──────── STRONA ────────

Trwa ładowanie...
Zaloguj
Notowania
Przejdź na

MSWiA: Za tydzień raport ws. oświadczeń majątkowych samorządowców

0
Podziel się:

Za tydzień ma być gotowy raport na temat
nieprawidłowości przy składaniu przez samorządowców oświadczeń
majątkowych - poinformował w czwartek na konferencji prasowej w
Białymstoku wiceminister spraw wewnętrznych i administracji
Jarosław Zieliński.

Za tydzień ma być gotowy raport na temat nieprawidłowości przy składaniu przez samorządowców oświadczeń majątkowych - poinformował w czwartek na konferencji prasowej w Białymstoku wiceminister spraw wewnętrznych i administracji Jarosław Zieliński.

Dodał, że wtedy będzie można poznać liczbę osób, które stracą mandaty, bo na czas nie złożyły oświadczeń.

"Złożymy za tydzień - sądzę, że będzie to możliwe - raport w tej sprawie panu premierowi, a także sejmowym i senackim komisjom zajmującym się tymi zagadnieniami" - powiedział Zieliński. Jak dodał, wszyscy muszą się "w toku debaty publicznej" zastanowić nad tymi zagadnieniami i wyciągnąć wnioski.

Wiceminister powiedział, że od wtorku priorytetowym zadaniem wojewodów jest zbadanie wszystkich spraw związanych ze składaniem oświadczeń majątkowych przez samorządowców. Wojewodowie mają szczegółowo opisać i zanalizować każdy przypadek - raport ma przedstawić sytuację na każdym szczeblu samorządu i w skali kraju.

Według Zielińskiego, już teraz skala zjawiska każe zastanowić się na przepisami.

Samorządowcy muszą złożyć kilka oświadczeń. Na przedstawienie oświadczeń majątkowych mają 30 dni od daty ślubowania, a w przypadku pozostałych dokumentów (np. oświadczenia o działalności gospodarczej małżonka) - 30 dni od dnia wyboru.

Nie wiadomo jeszcze, ilu radnych w Podlaskiem może stracić mandat w związku z przekroczeniem tych terminów.

Na czwartkowej konferencji prasowej przewodniczący Rady Miejskiej Białegostoku Włodzimierz Kusak mówił, że konieczna jest jednoznaczna interpretacja, co oznacza ustawowy zapis "od dnia wyboru".

Kusak uważa, że powinno być wyjaśnione czy "dzień wyboru" jest tożsamy z datą wyborów samorządowych, czy np. datą oficjalnego ogłoszenia wyników wyborów, czy wręcz datą otrzymania przez radnego zaświadczenia o wyborze.

────────

(POLECENIA)
[1] Przepisz fragment artykułu od „Wiceminister powiedział, że” do „od dnia wyboru.”, zastępując „30 dni” wyrażeniem „14 dni”.
[2] Kto według artykułu jest przewodniczącym Rady Miejskiej Białegostoku?
[3] Czy te stwierdzenia zgadzają się z artykułem?
(a) Raport ma być gotowy za miesiąc.
(b) Wiadomo już, ilu radnych w Podlaskiem może stracić mandat.
(c) Konferencja prasowa odbyła się w Białymstoku.
Zamieszczona dalej lista stanowi odrębny materiał.

──────── PODANY MATERIAŁ ────────

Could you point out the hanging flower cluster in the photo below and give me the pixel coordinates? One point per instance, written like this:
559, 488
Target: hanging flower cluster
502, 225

────────

(ODPOWIEDZI)
[1]
Wiceminister powiedział, że od wtorku priorytetowym zadaniem wojewodów jest zbadanie wszystkich spraw związanych ze składaniem oświadczeń majątkowych przez samorządowców. Wojewodowie mają szczegółowo opisać i zanalizować każdy przypadek - raport ma przedstawić sytuację na każdym szczeblu samorządu i w skali kraju.

Według Zielińskiego, już teraz skala zjawiska każe zastanowić się na przepisami.

Samorządowcy muszą złożyć kilka oświadczeń. Na przedstawienie oświadczeń majątkowych mają 14 dni od daty ślubowania, a w przypadku pozostałych dokumentów (np. oświadczenia o działalności gospodarczej małżonka) - 14 dni od dnia wyboru.

[2] Włodzimierz Kusak.

[3]
(a) Nie: „Za tydzień ma być gotowy raport”.
(b) Nie: „Nie wiadomo jeszcze, ilu radnych w Podlaskiem może stracić mandat”.
(c) Tak: „na konferencji prasowej w Białymstoku”.